What the exercise asks >> Below is a listing to write out in full, exactly as given, without its pictures.

Extracted material >>
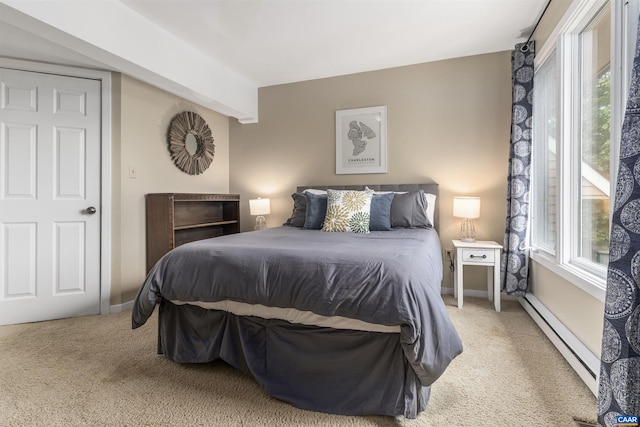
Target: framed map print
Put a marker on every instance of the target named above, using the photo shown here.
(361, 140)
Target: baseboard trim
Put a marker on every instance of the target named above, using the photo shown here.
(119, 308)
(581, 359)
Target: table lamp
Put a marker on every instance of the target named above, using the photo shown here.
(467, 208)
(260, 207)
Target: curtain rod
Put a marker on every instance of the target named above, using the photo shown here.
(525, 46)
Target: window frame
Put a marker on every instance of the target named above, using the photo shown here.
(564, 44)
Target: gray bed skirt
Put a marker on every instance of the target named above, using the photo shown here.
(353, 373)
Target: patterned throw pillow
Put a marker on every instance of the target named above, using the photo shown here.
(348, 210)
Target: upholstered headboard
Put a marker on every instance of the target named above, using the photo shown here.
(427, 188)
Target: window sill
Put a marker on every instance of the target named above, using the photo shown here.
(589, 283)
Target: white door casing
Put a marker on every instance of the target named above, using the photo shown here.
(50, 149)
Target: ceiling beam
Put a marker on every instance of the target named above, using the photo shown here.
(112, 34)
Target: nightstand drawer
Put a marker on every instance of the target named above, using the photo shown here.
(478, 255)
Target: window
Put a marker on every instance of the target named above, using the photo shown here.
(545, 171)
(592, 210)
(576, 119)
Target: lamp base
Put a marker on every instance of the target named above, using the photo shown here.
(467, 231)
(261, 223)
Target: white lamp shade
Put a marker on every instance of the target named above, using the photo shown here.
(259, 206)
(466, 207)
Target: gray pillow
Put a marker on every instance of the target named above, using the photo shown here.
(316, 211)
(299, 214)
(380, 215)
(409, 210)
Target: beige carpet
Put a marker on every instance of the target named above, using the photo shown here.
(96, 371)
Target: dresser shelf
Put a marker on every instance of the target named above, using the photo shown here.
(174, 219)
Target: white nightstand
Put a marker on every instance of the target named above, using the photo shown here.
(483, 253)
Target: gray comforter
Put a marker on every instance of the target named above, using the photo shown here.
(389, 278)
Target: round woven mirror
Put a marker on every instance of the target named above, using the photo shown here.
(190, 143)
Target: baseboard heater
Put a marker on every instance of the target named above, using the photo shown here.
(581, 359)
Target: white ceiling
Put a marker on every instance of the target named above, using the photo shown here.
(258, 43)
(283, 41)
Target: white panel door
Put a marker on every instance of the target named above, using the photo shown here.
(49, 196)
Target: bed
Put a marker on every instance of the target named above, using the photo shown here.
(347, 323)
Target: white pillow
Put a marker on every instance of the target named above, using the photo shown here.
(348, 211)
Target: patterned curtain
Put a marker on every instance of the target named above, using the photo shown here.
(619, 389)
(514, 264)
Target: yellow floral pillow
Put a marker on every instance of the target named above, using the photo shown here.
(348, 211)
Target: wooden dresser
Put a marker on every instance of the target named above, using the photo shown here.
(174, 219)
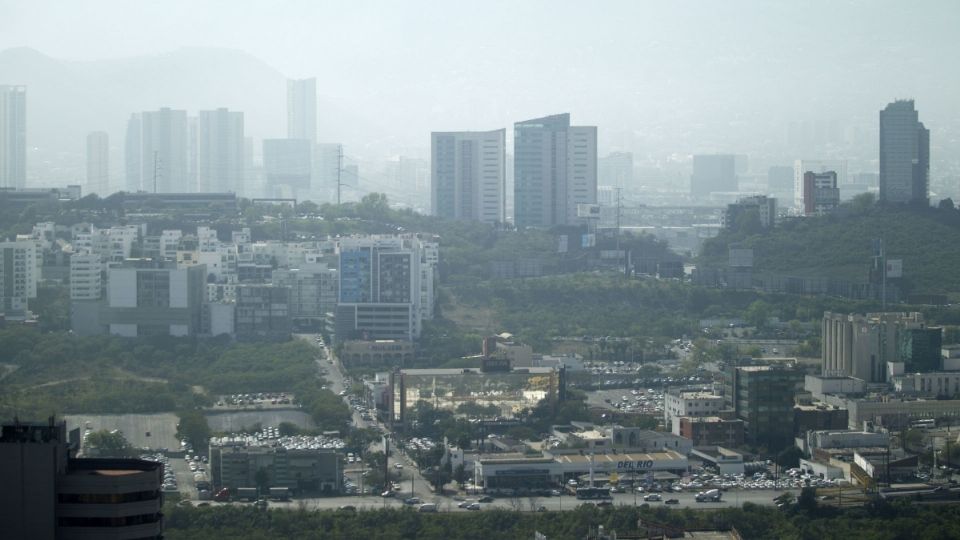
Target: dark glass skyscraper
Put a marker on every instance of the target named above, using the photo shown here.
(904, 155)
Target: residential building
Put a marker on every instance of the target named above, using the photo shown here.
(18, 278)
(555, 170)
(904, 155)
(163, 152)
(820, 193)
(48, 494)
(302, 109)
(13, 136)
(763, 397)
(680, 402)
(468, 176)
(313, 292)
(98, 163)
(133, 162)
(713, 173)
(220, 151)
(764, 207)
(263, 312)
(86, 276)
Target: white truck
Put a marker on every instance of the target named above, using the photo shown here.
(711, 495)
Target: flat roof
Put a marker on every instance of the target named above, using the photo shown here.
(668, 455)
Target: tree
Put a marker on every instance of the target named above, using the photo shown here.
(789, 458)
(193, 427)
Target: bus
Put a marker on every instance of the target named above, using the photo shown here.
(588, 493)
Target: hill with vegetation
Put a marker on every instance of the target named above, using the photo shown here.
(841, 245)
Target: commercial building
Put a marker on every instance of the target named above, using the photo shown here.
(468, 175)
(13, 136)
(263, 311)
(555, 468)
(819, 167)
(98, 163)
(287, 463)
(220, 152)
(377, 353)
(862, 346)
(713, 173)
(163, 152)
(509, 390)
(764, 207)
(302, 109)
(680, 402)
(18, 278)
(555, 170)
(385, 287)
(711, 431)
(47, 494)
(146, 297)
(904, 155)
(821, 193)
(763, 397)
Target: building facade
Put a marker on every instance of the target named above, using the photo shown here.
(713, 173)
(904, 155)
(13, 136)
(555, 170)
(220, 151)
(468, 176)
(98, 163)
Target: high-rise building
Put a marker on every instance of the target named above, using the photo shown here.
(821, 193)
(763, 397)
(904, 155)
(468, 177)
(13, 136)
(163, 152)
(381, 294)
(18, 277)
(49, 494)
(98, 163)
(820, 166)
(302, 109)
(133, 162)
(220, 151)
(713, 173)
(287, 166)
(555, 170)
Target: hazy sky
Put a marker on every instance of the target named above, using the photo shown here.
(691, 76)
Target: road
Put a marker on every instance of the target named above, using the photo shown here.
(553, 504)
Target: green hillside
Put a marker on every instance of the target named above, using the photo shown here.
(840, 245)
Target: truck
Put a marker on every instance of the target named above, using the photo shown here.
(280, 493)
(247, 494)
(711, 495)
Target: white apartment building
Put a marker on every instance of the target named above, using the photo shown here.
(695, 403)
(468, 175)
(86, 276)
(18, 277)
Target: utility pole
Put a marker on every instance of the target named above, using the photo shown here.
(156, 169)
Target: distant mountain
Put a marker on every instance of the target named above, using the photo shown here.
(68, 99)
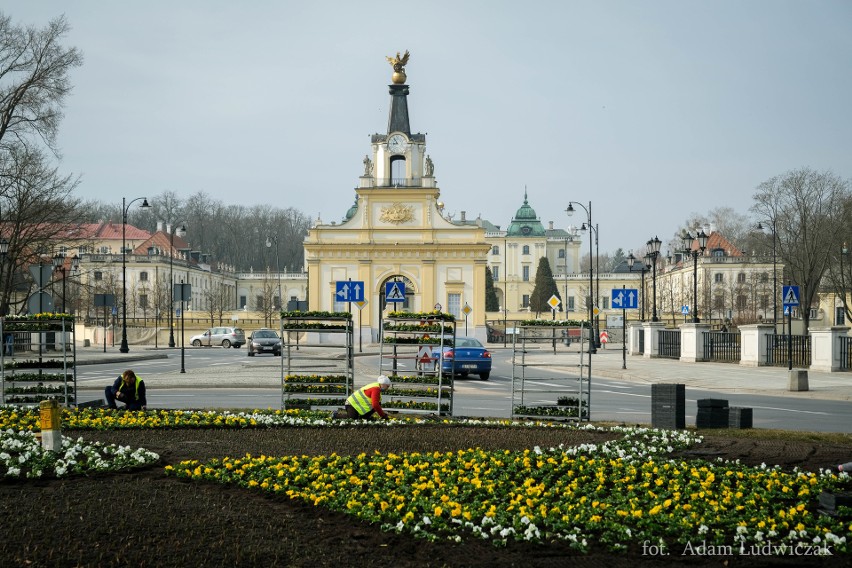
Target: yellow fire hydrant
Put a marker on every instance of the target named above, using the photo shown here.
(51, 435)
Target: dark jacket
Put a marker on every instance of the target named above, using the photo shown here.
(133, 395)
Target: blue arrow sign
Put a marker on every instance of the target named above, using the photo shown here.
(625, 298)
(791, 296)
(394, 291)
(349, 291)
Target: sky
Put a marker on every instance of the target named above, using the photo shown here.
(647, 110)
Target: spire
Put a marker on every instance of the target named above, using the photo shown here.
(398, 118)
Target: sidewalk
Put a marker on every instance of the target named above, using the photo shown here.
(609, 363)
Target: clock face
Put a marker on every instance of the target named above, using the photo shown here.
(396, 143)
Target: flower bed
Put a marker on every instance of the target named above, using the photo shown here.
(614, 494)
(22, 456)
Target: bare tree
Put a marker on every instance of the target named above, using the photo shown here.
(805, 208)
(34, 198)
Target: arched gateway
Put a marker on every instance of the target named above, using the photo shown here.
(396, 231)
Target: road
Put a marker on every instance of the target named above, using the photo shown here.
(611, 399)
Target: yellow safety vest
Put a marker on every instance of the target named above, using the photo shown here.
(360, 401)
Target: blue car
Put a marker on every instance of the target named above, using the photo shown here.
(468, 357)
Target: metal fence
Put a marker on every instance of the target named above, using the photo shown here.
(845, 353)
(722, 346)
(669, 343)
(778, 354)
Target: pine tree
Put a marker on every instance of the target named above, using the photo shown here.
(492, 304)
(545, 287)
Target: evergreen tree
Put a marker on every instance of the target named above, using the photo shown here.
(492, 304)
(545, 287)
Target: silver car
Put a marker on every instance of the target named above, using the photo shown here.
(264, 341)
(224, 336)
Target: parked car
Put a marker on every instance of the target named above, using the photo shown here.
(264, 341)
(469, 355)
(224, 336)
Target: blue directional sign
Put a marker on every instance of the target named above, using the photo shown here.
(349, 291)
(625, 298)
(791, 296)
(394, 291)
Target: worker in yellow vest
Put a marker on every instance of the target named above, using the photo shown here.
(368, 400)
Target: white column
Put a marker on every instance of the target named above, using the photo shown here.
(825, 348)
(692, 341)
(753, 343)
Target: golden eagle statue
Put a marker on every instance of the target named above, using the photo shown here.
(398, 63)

Reply >>
Target: framed map print
Put a marker on every instance of the target named above, using the photo shown here.
(361, 140)
Target: baseboard trim
Put a marker on every instance of the target named above, using the photo shown here.
(119, 308)
(581, 359)
Target: table lamp
Put a marker on every instance of the target named above, using the photo shown here.
(467, 208)
(260, 207)
Target: curtain rod
Put a marker on every instance of the target named above, using the photo shown here.
(525, 46)
Target: window frame
Put a marker on every instance of the target named above, using the photo shown here.
(564, 44)
Target: gray bed skirt
Put a marker on every instance of the target named above, using the photo shown here.
(353, 373)
Target: patterned throw pillow
Put a marker on every instance of the target named above, using the photo shown here.
(348, 210)
Target: upholstered headboard
Put a marker on every instance of the target named above, using the photo shown here.
(427, 188)
Target: window sill
Put a marker on every instance of the target named above, using the photo shown here.
(589, 283)
Target: white door casing
Put a marker on every instance of the target named above, using the photo shown here.
(50, 149)
Target: ceiling beam
Put a marker on every instance of the target named above, using the photo shown here.
(112, 34)
Target: nightstand drawer
Put a marker on every instance of the target named above, using the photo shown here.
(478, 255)
Target: window
Put a marker on every instance of the target named above, using the photo shown here.
(545, 171)
(592, 210)
(576, 119)
Target: lamp base
Put a marker on every instance of the target named above, using the photo shown here.
(467, 231)
(261, 223)
Target: white lamp shade
Put a marker on every instance of the target named above, using the photo shown here.
(259, 206)
(466, 207)
Target: gray pillow
Put a marker on every instance of the target named above, using the photo shown here.
(316, 211)
(299, 214)
(380, 215)
(409, 210)
Target: beige carpet
Put a marker on every instance of the target named above, using the photo shown here.
(96, 371)
Target: dresser shelf
Put a marker on every instance of the target named above, using the photo shown here.
(174, 219)
Target: white nightstand
Put a marker on every instance of the target named above, using the photo shown here.
(483, 253)
Target: gray comforter
Put a marker on every instance of the target named above, using the photo shown here.
(389, 278)
Target: round woven mirror
Put a marker on every instance of the target named above, using the photo shown here.
(190, 143)
Target: baseboard heater
Put a marker on every instance of the target named above, using the photo shown here.
(581, 359)
Target: white ceiling
Put a marker on every instance of the target named above, using the photo shown here.
(258, 43)
(283, 41)
Target: white panel door
Put a marker on every instance of the target named above, using the photo shown here.
(49, 196)
Target: bed
Put a marker on every instance of the target named above, using the photo shown here.
(347, 323)
Target: white pillow
Put a marker on every instance of the target named above, using the photo shown here.
(348, 211)
Target: patterned curtain
Put a marker on every instance of the target named above, using the photo shown here.
(619, 389)
(514, 264)
Target: yellow floral pillow
Put a marker on every instance of the target named above, using the photo shown here.
(348, 211)
Target: wooden dresser
Put a marker on every instance of the target named above, using the photo shown here.
(174, 219)
Target: dark glass skyscraper
Put a marker on every instance of the target named above, using the photo shown here.
(904, 155)
Target: residential building
Put a marker on every instance of the target named above, using the photo shown here.
(18, 278)
(555, 170)
(904, 155)
(163, 152)
(820, 193)
(48, 494)
(302, 109)
(13, 136)
(763, 397)
(680, 402)
(468, 176)
(313, 292)
(98, 163)
(133, 162)
(713, 173)
(220, 151)
(764, 207)
(263, 312)
(86, 276)
Target: white truck
Put a marker on every instance of the target named above, using the photo shown here.
(711, 495)
Target: flat roof
Put a marker on every instance of the target named above, using the photo shown here.
(668, 455)
Target: tree
Put a marker on every instance of the target named above, using the photo shown here.
(789, 458)
(193, 427)
Target: bus
Put a marker on every instance of the target named above, using the photo shown here.
(588, 493)
Target: hill with vegetation
Put a marker on every instance of the target named above, using the photo shown here.
(841, 245)
Target: commercial building
Put a marker on every instance of the target named above, using the photo shown here.
(468, 175)
(13, 136)
(263, 311)
(555, 468)
(819, 167)
(98, 163)
(287, 463)
(220, 152)
(377, 353)
(862, 346)
(713, 173)
(163, 152)
(509, 390)
(764, 207)
(302, 109)
(680, 402)
(18, 278)
(555, 170)
(385, 287)
(711, 431)
(47, 494)
(146, 297)
(904, 155)
(821, 193)
(763, 397)
Target: building facade
Put a marker on every instance of the target named above, using the photo shown here.
(713, 173)
(904, 155)
(13, 136)
(555, 170)
(220, 151)
(468, 176)
(98, 163)
Target: high-rise building
Put a marker on every instance of the target named above, using the photo shown here.
(821, 193)
(763, 397)
(904, 155)
(468, 177)
(13, 136)
(163, 152)
(381, 294)
(18, 277)
(49, 494)
(98, 163)
(820, 166)
(302, 109)
(133, 162)
(220, 151)
(713, 173)
(287, 166)
(555, 170)
Target: hazy sky
Put a marker on every instance of the target named above, using the photo shown here.
(691, 76)
Target: road
Put a marker on every instance of the target named above, using the photo shown here.
(553, 504)
Target: green hillside
Put a marker on every instance of the target named above, using the photo shown here.
(840, 245)
Target: truck
Put a marker on every instance of the target named above, using the photo shown here.
(280, 493)
(247, 494)
(711, 495)
Target: white apartment building
Put a marker on every instance of the target named above, using the photo shown here.
(695, 403)
(468, 175)
(86, 276)
(18, 277)
Target: utility pole
Put a marker on every instance of the target named above, using the photo shown here.
(156, 169)
Target: distant mountain
Put a marker on every instance of the target named above, using the photo shown here.
(68, 99)
Target: yellow fire hydrant
Put a marker on every instance of the target named above, using the photo shown here.
(51, 435)
Target: dark jacket
Put a marker on every instance of the target named above, using the photo shown here.
(133, 395)
Target: blue arrow sign
Put a marker on every instance of the target named above, using the photo shown here.
(625, 298)
(791, 296)
(394, 291)
(349, 291)
Target: sky
Put a marker on every instance of the target named above, using the photo shown here.
(647, 110)
Target: spire
Put a marker on every instance of the target named above, using the photo shown here.
(398, 118)
Target: sidewalk
Put a marker on every instance of the target named above, using the photo shown here.
(609, 363)
Target: clock face
Put a marker on every instance of the target named above, using the photo shown here.
(396, 143)
Target: flower bed
Put a marker on every instance of the target named above, using the photo shown here.
(614, 494)
(22, 456)
Target: bare tree
Put a marker on every instance of the target named above, using the photo shown here.
(805, 208)
(34, 198)
Target: arched gateway
Put a marker on every instance of the target named above, using the photo shown here.
(396, 231)
Target: road
Put a marker on every instance of the target named above, using the photo shown here.
(611, 399)
Target: yellow safety vest
Put a marker on every instance of the target named above, using the photo shown here.
(360, 401)
Target: blue car
Put a marker on every instance of the target named above, using the photo shown here.
(468, 357)
Target: metal fence
Put a marker on every instance of the target named above, using the photo shown here.
(845, 353)
(722, 346)
(669, 343)
(778, 354)
Target: pine tree
Put a marker on every instance of the target named above, using the photo shown here.
(492, 304)
(545, 287)
Target: evergreen tree
Put a marker on every instance of the target named above, using the photo shown here.
(492, 304)
(545, 287)
Target: silver car
Put a marker on every instance of the target named above, using the photo shown here.
(264, 341)
(224, 336)
Target: parked car
Put a marker on every instance of the target named above, using the photo shown here.
(264, 341)
(469, 355)
(224, 336)
Target: blue directional sign
Put a marker on every instance of the target named above, using the photo shown here.
(349, 291)
(625, 298)
(791, 296)
(394, 291)
Target: worker in yellow vest
Put a marker on every instance of the target named above, using the photo shown here.
(368, 400)
Target: white column
Put a marker on every instance of the target named above, using the photo shown here.
(825, 348)
(692, 341)
(753, 343)
Target: golden eagle statue
Put a marker on every instance of the target named above, using the photo shown here.
(398, 63)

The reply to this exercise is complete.